#### ACTION ITEM:
Retype the listing exactly, with no images.

****************************************

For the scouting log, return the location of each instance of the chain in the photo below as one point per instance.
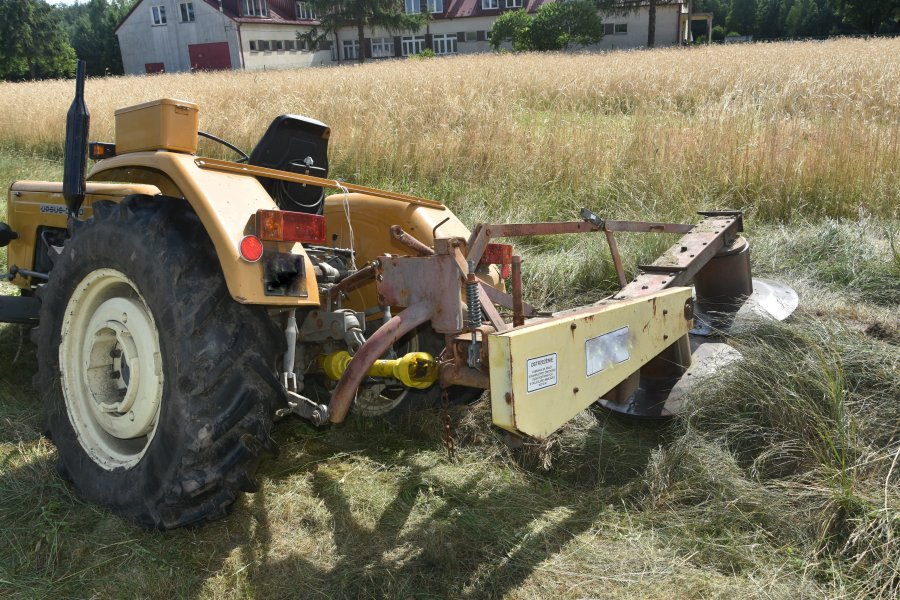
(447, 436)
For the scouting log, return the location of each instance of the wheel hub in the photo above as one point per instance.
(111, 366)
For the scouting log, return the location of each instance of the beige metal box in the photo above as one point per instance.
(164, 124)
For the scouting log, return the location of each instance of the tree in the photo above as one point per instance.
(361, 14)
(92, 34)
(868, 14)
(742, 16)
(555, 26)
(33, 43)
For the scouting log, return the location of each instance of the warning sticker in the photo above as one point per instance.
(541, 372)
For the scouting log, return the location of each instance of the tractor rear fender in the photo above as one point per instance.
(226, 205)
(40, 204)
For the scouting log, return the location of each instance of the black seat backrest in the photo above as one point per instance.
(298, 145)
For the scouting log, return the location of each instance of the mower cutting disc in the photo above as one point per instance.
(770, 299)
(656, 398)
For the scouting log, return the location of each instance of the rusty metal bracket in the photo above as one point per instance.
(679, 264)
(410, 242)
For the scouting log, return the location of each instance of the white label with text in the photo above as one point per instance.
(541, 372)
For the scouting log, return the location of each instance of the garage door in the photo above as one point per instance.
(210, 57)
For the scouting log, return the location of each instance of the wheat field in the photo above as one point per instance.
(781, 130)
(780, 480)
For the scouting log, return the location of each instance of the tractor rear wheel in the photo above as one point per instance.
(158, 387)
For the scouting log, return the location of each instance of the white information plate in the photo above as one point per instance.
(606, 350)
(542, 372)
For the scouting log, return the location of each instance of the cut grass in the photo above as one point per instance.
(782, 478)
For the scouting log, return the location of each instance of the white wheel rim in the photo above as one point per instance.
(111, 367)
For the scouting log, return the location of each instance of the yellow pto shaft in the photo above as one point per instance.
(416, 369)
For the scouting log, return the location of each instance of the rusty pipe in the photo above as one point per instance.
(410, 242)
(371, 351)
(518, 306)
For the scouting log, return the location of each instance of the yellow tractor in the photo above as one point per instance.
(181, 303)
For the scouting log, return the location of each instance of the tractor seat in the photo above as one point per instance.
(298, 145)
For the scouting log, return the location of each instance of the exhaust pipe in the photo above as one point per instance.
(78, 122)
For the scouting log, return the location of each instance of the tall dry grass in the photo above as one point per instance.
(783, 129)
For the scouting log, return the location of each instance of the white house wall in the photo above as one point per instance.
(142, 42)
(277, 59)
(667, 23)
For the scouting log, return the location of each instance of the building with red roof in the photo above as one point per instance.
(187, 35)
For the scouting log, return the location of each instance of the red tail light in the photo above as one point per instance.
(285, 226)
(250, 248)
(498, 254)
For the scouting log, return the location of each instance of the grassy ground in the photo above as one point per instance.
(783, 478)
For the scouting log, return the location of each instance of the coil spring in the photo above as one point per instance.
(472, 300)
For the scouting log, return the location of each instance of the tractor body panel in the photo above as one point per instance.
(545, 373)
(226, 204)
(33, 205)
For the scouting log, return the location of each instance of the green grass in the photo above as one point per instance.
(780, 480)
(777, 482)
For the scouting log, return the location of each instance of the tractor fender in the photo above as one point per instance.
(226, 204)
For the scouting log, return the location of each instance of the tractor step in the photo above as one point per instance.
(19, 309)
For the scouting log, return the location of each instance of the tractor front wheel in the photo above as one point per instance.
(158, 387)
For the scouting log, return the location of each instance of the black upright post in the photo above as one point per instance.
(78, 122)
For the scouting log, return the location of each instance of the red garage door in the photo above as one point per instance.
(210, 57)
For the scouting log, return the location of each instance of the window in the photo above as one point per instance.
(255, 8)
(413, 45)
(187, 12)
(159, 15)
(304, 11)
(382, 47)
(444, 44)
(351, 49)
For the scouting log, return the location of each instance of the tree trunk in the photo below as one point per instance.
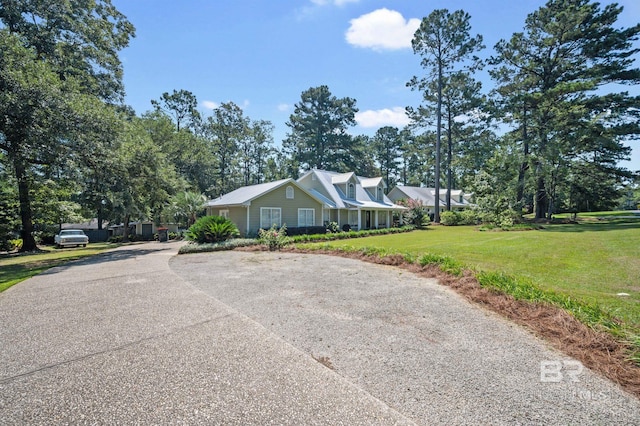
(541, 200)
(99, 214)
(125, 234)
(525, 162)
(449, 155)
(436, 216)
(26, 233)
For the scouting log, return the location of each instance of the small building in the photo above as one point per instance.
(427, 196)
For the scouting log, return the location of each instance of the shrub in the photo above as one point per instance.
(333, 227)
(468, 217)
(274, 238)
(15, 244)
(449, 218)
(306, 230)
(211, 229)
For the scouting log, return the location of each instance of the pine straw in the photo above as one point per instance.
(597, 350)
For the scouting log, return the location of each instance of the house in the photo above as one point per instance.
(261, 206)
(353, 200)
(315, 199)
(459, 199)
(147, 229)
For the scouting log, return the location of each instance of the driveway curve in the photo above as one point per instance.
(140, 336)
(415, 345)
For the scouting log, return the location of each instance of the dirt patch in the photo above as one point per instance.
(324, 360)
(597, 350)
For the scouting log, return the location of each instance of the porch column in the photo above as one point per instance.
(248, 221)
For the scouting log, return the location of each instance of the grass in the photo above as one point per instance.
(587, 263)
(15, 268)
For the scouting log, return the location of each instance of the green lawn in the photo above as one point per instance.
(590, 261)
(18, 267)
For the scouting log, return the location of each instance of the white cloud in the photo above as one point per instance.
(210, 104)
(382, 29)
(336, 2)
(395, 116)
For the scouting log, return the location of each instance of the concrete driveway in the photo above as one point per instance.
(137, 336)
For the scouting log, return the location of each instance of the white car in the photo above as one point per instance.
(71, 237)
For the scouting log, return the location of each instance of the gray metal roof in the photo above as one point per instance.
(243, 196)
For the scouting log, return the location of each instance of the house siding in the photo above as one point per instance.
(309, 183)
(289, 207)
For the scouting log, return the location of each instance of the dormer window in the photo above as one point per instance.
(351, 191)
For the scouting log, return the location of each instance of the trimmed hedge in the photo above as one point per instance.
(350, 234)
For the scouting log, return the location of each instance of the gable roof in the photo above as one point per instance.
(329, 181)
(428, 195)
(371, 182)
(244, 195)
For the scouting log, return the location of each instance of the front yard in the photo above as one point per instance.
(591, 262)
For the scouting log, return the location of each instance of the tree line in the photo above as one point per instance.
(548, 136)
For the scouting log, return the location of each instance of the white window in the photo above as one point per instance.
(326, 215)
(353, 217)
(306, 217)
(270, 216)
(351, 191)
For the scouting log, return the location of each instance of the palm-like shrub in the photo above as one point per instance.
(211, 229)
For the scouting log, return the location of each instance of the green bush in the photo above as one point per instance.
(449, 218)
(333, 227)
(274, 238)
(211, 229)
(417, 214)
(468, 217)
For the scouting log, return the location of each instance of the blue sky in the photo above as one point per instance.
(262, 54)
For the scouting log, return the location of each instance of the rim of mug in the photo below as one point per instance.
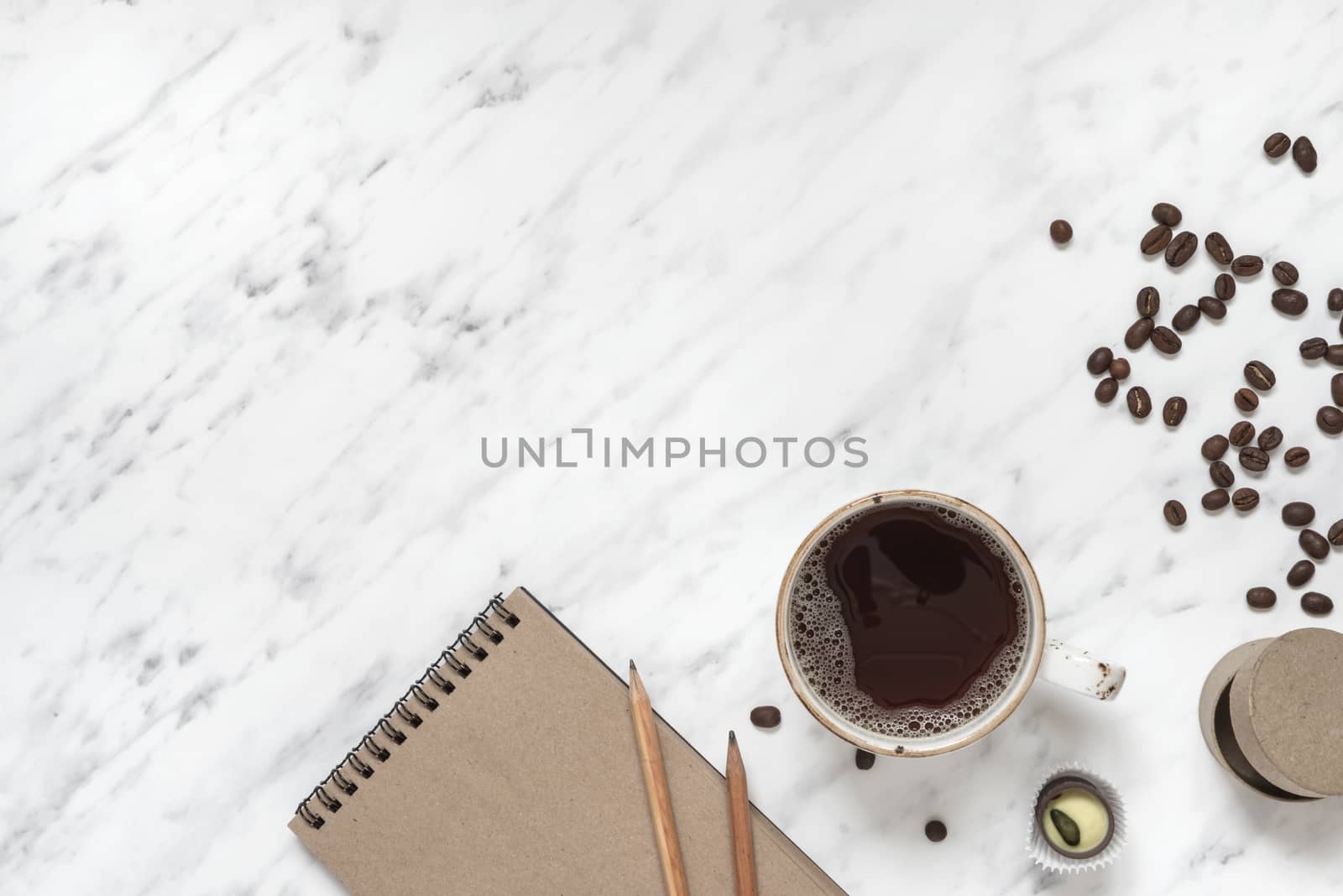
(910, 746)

****************************************

#### EXERCISE RESULT:
For the scouting log, return the location of each instance of the chain in the photo below as one point per instance.
(447, 436)
For the scouting log, return the location of each instance of the wheel hub in the photo above as one point per instance.
(111, 366)
For the scouting log, return the location of each instance of the beige metal box in the photo above as one point per instance.
(164, 124)
For the scouting log, return the location of each instance of the tree in the photo above as one point per instance.
(361, 14)
(92, 34)
(868, 14)
(742, 16)
(555, 26)
(33, 43)
For the scouting log, return the location of each instance of the warning sticker in the photo above as one point per instance.
(541, 372)
For the scouting log, return the location of each instance of the tractor rear fender in the photo above as one point per instance.
(226, 205)
(40, 204)
For the scouting log, return the location of each instance of the black seat backrest in the photo above as one point per instance.
(298, 145)
For the scouting log, return the location of each instance of the mower cutting disc in the photo above as one point per instance.
(770, 299)
(656, 398)
For the scouting log, return the location of each instance of the rusty metal bracket in the photo above as one point per instance.
(679, 264)
(410, 242)
For the scouting log, return the location of each instance of the white label with text in the photo above as one point per instance.
(541, 372)
For the scouting log, return the location of each instance of the garage door in the photo above as one point per instance.
(210, 57)
For the scouting log, return the location of each instance of the wheat field in the photo above as one point per instance.
(781, 130)
(780, 480)
For the scouting log, return the location of each instance of the tractor rear wheel in the photo above as one point per instance.
(158, 387)
For the scouting log, return the location of each instance of the white information plate in the photo above as one point per instance.
(606, 350)
(542, 372)
For the scouting log, return the location of each instance of the cut grass in the photo above as one point per instance.
(782, 478)
For the scouting log, return the location of each instance of the white wheel rim in the photo above as one point per instance.
(111, 367)
For the scouting log, return the location of each instance of the yellow pto shaft in the photo above as one point per instance.
(416, 369)
For the scouting log, return the location of each instance of the rusty pipe in the photo above as one point per instance.
(410, 242)
(371, 351)
(518, 306)
For the scouting log, return the location of each instance of the yellow tractor in the photo above as one point per instance.
(181, 303)
For the scouting log, return the location of each instance of the tractor seat in the photo above as one point per instance.
(298, 145)
For the scouting log, return the location of each instance of the exhaust pipe in the photo above as one point per instance.
(78, 122)
For the scouting log, return the location of each instance of the tall dry grass in the photo above as one point per instance.
(783, 129)
For the scouting log, return the location of each instance of the white house wall in the photo above as one point per instance.
(142, 42)
(277, 59)
(667, 23)
For the scouting log, return the location of each instance of the building with red roof in the photo above as one point per instance.
(187, 35)
For the scouting log, return the location of each instance of the red tail light in the photo above as one point per instance.
(285, 226)
(250, 248)
(498, 254)
For the scouting log, return the location of each instance of the grassy ground in the photo above as one point per instance.
(783, 478)
For the scouting log, return the location of each instance of the coil spring in the photo above as one point per instance.
(472, 300)
For the scouting log, return the location of each instance of the tractor body panel in the photo above as one point per instance.
(545, 373)
(226, 204)
(33, 205)
For the scouting log, return the location of each instance of the green grass in the photo above as one point per instance.
(780, 480)
(777, 482)
For the scouting log, return the location of each instance of the tractor fender in the photo above as one point per instance.
(226, 204)
For the scouting log, return the location of each instance of the tractor step in the photo above as one point per instance.
(19, 309)
For the scouting log, return the location of each instance of the tractor front wheel in the photo above as one point per instance.
(158, 387)
For the scouting log, return the location of each instance of the black upright post in the photo above as one point per instance.
(78, 122)
For the scouting log, return the location of each instance of the red garage door in the photo above as one point per instance.
(210, 57)
For the scouting log, return the location of each instance of the window in the photo above as one point per instance.
(255, 8)
(413, 45)
(187, 12)
(159, 15)
(304, 11)
(382, 47)
(444, 44)
(351, 49)
For the scouting log, return the location of each instance of the tree trunk in the photo below as one point per instance.
(541, 200)
(99, 214)
(125, 234)
(525, 162)
(449, 155)
(436, 216)
(26, 233)
For the scouting log, return the location of each instance of the small building in the photo above as one point per instance.
(427, 196)
For the scouting log, return the location of each instance of the shrub in the photo above as one point per instance.
(333, 227)
(468, 217)
(274, 238)
(15, 244)
(449, 218)
(306, 230)
(211, 229)
For the scouting log, return the location of each instance of the pine straw in the photo above as one point per instance.
(597, 350)
For the scouting log, return the location of each instance of the house in the photo above as one point per instance.
(261, 206)
(353, 200)
(315, 199)
(459, 199)
(147, 229)
For the scouting log, return the location of each instance of the driveway curve in the photo above as one point per instance.
(140, 336)
(415, 345)
For the scouting log, return the location of each instance of the dirt patch in the photo above as one point per instance.
(324, 360)
(597, 350)
For the scouting log, return the location of each instance of the porch column in the photo above as one point per instance.
(248, 221)
For the scouting log, return the location of each instance of the grass in the photo above as one point per instance.
(587, 263)
(15, 268)
For the scouting log, return the location of each instance of the green lawn in the photo above as one point per instance.
(590, 261)
(18, 267)
For the scouting log, return the location of each instance of the white cloud in the photo above as one point per instance.
(210, 104)
(382, 29)
(336, 2)
(395, 116)
For the scouting log, return the location of each instance of the concrete driveway in the photo above as one point per instance.
(137, 336)
For the scouting log, return the location of each instance of the white car in the photo above as one point per instance.
(71, 237)
For the scouting log, return the location of each instance of the gray metal roof in the photo above as one point per instance.
(243, 196)
For the scouting log, return the location of each instance of the house siding in the photo above as one point per instance.
(309, 183)
(289, 207)
For the scouting log, return the location of each instance of the dormer window in the photo above as one point per instance.
(351, 191)
For the scouting log, return the location of each instance of the trimmed hedge in the photo above as one point per instance.
(350, 234)
For the scouting log, return the location of each instance of the gable roof in the photo above as one point per instance.
(329, 181)
(428, 195)
(371, 182)
(244, 195)
For the scouting log, return the location of each instance of the front yard in the photo above as one point per instance.
(591, 262)
For the scouting log, return the location of each instance of the tree line in the photo above as one point per instance.
(548, 136)
For the scouting log, return the location of each instance of the white window in the photo above as one point per instance.
(326, 215)
(353, 217)
(306, 217)
(270, 216)
(351, 191)
For the scouting log, return the location of each instance of the palm-like shrub in the photo above as one point per instance.
(211, 229)
For the scouting log, return the location of each instance of the green bush in the photo above as one point per instance.
(449, 218)
(333, 227)
(274, 238)
(211, 229)
(417, 214)
(468, 217)
For the scouting log, return the location of each instance of the blue sky in the photo above as one point per instance.
(262, 54)
For the scouting log, return the location of each instance of the rim of mug in the photo below as one point per instance.
(910, 746)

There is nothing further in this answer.